## RECORD SET
=-=-=-=-=

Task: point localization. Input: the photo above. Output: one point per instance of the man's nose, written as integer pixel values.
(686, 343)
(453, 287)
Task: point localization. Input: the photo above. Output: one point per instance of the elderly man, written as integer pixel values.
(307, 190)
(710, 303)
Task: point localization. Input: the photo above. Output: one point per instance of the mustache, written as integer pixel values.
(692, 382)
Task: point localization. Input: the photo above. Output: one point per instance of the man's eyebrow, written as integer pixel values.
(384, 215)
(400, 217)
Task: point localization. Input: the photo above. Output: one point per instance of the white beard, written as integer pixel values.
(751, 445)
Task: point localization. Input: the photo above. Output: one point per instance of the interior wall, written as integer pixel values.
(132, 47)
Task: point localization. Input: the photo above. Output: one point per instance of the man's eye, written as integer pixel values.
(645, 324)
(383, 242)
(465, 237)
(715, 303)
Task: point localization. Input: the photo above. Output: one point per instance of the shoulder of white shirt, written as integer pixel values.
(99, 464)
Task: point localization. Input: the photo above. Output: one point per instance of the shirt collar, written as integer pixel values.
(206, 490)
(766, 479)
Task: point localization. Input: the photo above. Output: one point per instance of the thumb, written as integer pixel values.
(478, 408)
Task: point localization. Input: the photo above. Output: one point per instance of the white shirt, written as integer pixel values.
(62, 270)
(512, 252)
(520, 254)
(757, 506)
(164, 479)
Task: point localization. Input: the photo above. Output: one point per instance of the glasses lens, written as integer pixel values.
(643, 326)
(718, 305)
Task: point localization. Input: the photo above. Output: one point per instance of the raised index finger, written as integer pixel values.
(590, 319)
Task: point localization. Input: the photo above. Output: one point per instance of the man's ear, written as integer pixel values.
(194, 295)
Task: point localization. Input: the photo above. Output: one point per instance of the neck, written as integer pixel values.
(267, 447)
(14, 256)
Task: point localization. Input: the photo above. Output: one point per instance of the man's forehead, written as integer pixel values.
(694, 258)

=-=-=-=-=

## AIM OF THE TASK
Put the lines into a numbered list, starting with the line that contains "neck, written as integer pixel values." and going through the last line of the items. Leave out any blank lines.

## COMPLETE RESPONSE
1. Task: point localization. Input: the photo above. Output: one point per instance of the neck, written as integer pixel values.
2. (267, 447)
3. (14, 256)
4. Task: point localization. Input: the photo above. Output: one point per instance of the man's forehead, written as integer pixel values.
5. (694, 258)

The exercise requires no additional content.